__Provided material__
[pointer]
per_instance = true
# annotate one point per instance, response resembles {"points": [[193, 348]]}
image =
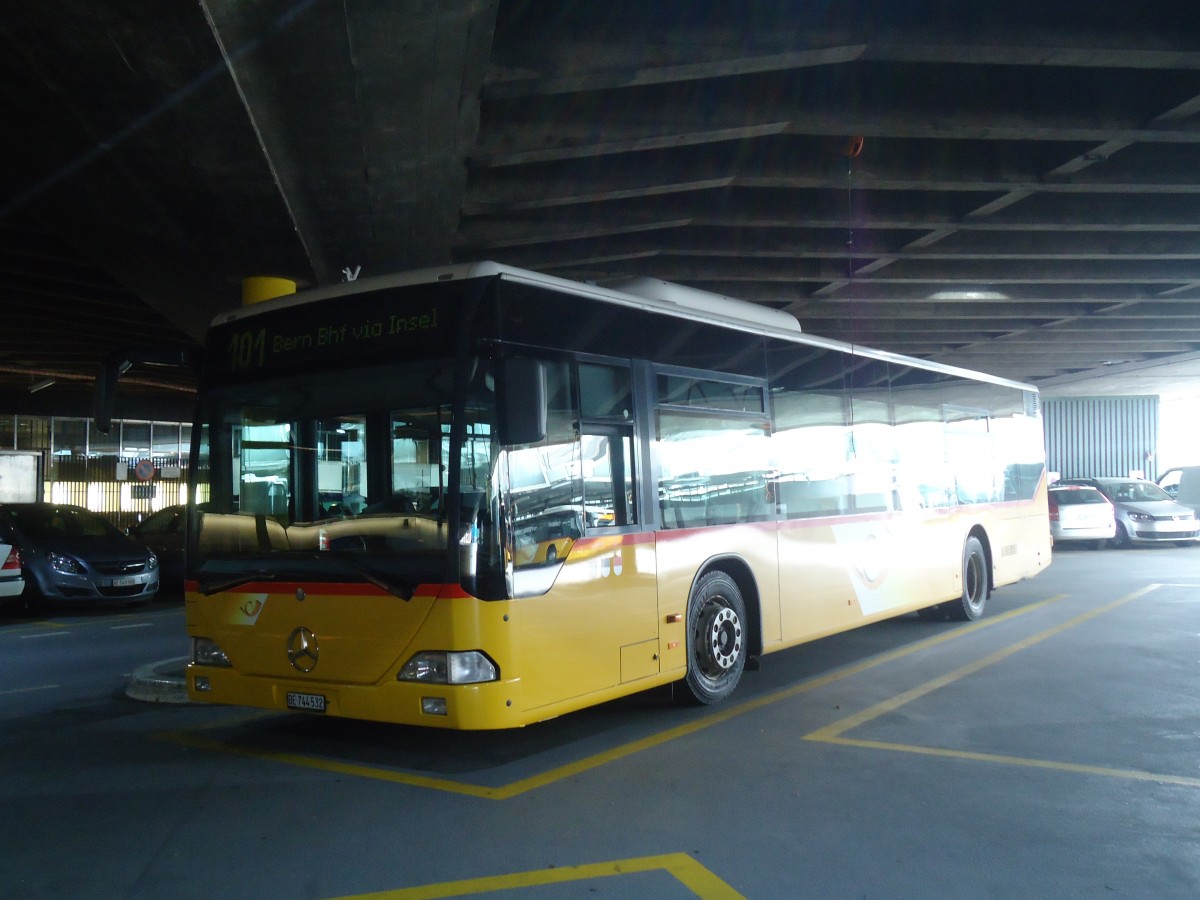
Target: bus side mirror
{"points": [[523, 405]]}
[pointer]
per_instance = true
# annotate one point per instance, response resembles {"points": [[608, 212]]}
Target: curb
{"points": [[160, 682]]}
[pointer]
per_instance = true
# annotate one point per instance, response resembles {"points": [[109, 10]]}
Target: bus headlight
{"points": [[205, 652], [444, 667]]}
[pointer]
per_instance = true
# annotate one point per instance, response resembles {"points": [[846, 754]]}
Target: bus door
{"points": [[597, 627]]}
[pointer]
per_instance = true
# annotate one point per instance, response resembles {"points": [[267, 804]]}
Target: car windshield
{"points": [[1137, 492], [51, 521], [1072, 496]]}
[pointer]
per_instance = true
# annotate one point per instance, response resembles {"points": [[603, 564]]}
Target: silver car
{"points": [[1145, 511]]}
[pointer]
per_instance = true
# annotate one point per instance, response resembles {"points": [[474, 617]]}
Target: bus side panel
{"points": [[1021, 544], [683, 552], [595, 628], [845, 571]]}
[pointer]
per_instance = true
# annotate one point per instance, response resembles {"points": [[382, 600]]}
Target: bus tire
{"points": [[975, 583], [717, 639]]}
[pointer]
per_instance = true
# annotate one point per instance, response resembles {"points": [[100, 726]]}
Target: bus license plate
{"points": [[307, 702]]}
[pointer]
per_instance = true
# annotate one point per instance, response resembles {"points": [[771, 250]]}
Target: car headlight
{"points": [[207, 652], [448, 667], [65, 564]]}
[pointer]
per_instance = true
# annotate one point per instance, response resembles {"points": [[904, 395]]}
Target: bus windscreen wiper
{"points": [[405, 592]]}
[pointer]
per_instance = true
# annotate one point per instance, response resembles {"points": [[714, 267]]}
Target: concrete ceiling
{"points": [[1012, 187]]}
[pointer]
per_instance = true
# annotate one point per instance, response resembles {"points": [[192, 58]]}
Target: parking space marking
{"points": [[679, 865], [834, 732], [195, 738], [30, 690]]}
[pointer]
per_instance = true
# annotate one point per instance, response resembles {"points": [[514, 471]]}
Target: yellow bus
{"points": [[479, 497]]}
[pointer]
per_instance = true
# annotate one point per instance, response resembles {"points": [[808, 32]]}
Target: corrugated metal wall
{"points": [[1098, 437]]}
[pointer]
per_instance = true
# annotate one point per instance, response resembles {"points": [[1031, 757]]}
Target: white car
{"points": [[12, 583], [1081, 514]]}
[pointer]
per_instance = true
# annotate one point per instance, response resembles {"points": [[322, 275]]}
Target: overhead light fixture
{"points": [[969, 295]]}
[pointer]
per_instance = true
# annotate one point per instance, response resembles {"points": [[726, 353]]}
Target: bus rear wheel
{"points": [[717, 639], [975, 583]]}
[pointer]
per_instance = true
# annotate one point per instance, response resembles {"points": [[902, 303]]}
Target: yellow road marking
{"points": [[833, 732], [683, 868], [191, 738]]}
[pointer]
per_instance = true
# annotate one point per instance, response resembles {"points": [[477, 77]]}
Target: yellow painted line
{"points": [[833, 733], [191, 738], [683, 868], [1128, 774]]}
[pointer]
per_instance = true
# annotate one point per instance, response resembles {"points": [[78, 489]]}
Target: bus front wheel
{"points": [[717, 639], [975, 583]]}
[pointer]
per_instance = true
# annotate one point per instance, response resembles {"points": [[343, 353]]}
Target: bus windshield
{"points": [[341, 478]]}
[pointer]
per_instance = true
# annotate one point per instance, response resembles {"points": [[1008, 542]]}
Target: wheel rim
{"points": [[973, 581], [719, 637]]}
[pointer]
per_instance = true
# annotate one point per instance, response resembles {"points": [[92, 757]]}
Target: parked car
{"points": [[162, 532], [1079, 513], [70, 553], [12, 583], [1145, 511], [1182, 484]]}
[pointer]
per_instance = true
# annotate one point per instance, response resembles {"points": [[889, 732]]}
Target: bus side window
{"points": [[609, 495]]}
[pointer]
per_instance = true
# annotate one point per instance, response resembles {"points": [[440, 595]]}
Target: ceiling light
{"points": [[969, 295]]}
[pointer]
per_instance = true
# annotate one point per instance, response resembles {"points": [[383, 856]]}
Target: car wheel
{"points": [[717, 639], [1122, 538]]}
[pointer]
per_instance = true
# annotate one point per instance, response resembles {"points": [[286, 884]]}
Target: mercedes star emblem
{"points": [[303, 649]]}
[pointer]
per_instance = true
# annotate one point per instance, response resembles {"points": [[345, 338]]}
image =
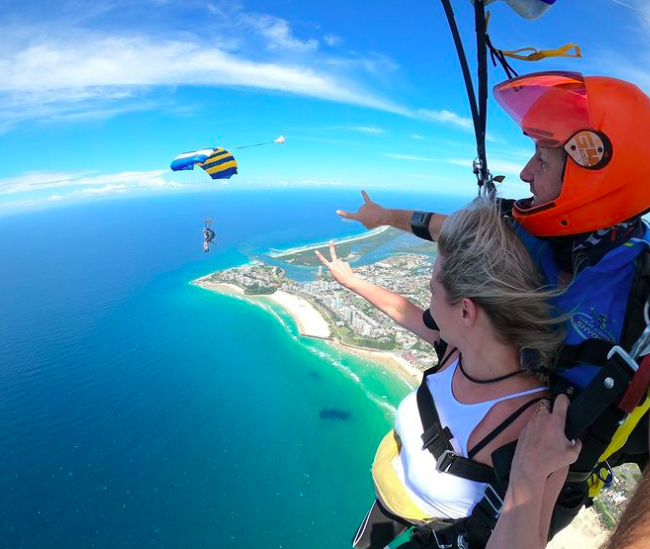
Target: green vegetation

__Brief__
Output nothing but an exact retyping of the material, pictures excluded.

__Written answer__
[pointer]
per_instance = true
# annotate one point per instance, response resembles {"points": [[193, 348]]}
image =
Target: bus side mirror
{"points": [[523, 405]]}
[pointer]
per_instance = true
# annotate one point per instance, response resembles {"points": [[608, 212]]}
Target: curb
{"points": [[160, 682]]}
[pointer]
per_instance = true
# annotate one point per instance, response resembles {"points": [[109, 10]]}
Target: bus headlight
{"points": [[205, 652], [444, 667]]}
[pointer]
per_instance = true
# annotate one point per instance, response resembles {"points": [[846, 754]]}
Target: bus door
{"points": [[597, 627]]}
[pointer]
per_instance = true
# annotate one point per instance, response resembles {"points": [[267, 804]]}
Target: car windshield
{"points": [[1137, 492], [51, 521], [1072, 496]]}
[pointer]
per_instance = true
# annotate one point per instance, response resembles {"points": [[603, 564]]}
Target: silver car
{"points": [[1145, 511]]}
[pointer]
per_instance = true
# annotate one point per instance, response resembles {"points": [[474, 617]]}
Target: bus side panel
{"points": [[1021, 544], [683, 552], [595, 628], [845, 571]]}
[pointer]
per_instance = true
# annotate one point per instance, response resembles {"points": [[382, 600]]}
Target: bus tire
{"points": [[975, 583], [717, 639]]}
[pointer]
per_instance = true
# annotate one point per instance, response resembles {"points": [[100, 726]]}
Target: bus license plate
{"points": [[307, 702]]}
[pointer]
per_instance = true
# annotate one point per instance, response resembles {"points": [[771, 250]]}
Target: car headlight
{"points": [[207, 652], [448, 667], [65, 564]]}
[pointer]
per_instance = true
# annotate one point per instance, response resembles {"points": [[904, 395]]}
Target: bus windscreen wiper
{"points": [[405, 592]]}
[pointer]
per_instance = true
# annotate one point per instance, response resembles {"points": [[714, 267]]}
Target: concrete ceiling
{"points": [[1012, 187]]}
[pointer]
per_instance = true
# annotate one point per instance, response resembles {"points": [[192, 58]]}
Target: parking space marking
{"points": [[679, 865], [834, 732], [195, 738], [30, 690]]}
[pointer]
per_instance = true
# annotate one point per instance, response resembles {"points": [[514, 471]]}
Target: yellow bus
{"points": [[479, 497]]}
[pointer]
per_instance = true
# annotate one point per instance, response resembles {"points": [[808, 32]]}
Target: corrugated metal wall
{"points": [[1098, 437]]}
[pointer]
per_instance = true
# annotate one point per instance, response resembles {"points": [[1031, 757]]}
Target: white car
{"points": [[12, 583], [1081, 514]]}
[pointer]
per_instance = true
# annotate one point per instance, response resembles {"points": [[322, 275]]}
Target: overhead light fixture
{"points": [[969, 295]]}
[pointer]
per_instance = true
# annotate one point per instance, response resembles {"points": [[726, 353]]}
Target: bus rear wheel
{"points": [[717, 639], [975, 583]]}
[pointer]
per_instance = true
# annotate one point per instance, response resembles {"points": [[902, 303]]}
Target: yellow road marking
{"points": [[833, 732], [683, 868], [191, 738]]}
[pointer]
per_instance = true
# annotate one point per instance, response resembles {"points": [[477, 77]]}
Target: yellow painted line
{"points": [[833, 733], [191, 738], [683, 868], [1128, 774]]}
[pointer]
per_instance = true
# annotate one point per instance, response resembles {"points": [[78, 489]]}
Target: bus front wheel
{"points": [[717, 639], [975, 583]]}
[pointer]
per_instance = true
# annotate one point per instance, response resembles {"points": [[343, 353]]}
Target: bus windshield
{"points": [[341, 478]]}
[pointer]
per_instance = true
# annotate one point per instance, response resembles {"points": [[1008, 542]]}
Target: wheel rim
{"points": [[973, 581], [719, 637]]}
[pointer]
per_instance = true
# annotate one point per instance, response resembles {"points": [[92, 757]]}
Target: parked car
{"points": [[162, 532], [1079, 513], [70, 553], [12, 583], [1145, 511], [1182, 484]]}
[pointer]
per_instance = true
# annotate one point per instance, response resembles {"points": [[889, 732]]}
Target: bus side window
{"points": [[609, 495]]}
[pointer]
per_instance = true
# annotate one point per instance, response resembles {"points": [[440, 595]]}
Target: ceiling light
{"points": [[969, 295]]}
[pointer]
per_instance = true
# annotate one point per instance, response resembles {"points": [[383, 856]]}
Target: car wheel
{"points": [[717, 639], [1122, 538]]}
[pointer]
per_instance = true
# annotate one point per instance, response resembles {"points": [[286, 884]]}
Target: mercedes star emblem
{"points": [[303, 649]]}
[pointer]
per_instance = true
# annotate one point per instance, response resembles {"points": [[345, 338]]}
image =
Target: green vegetation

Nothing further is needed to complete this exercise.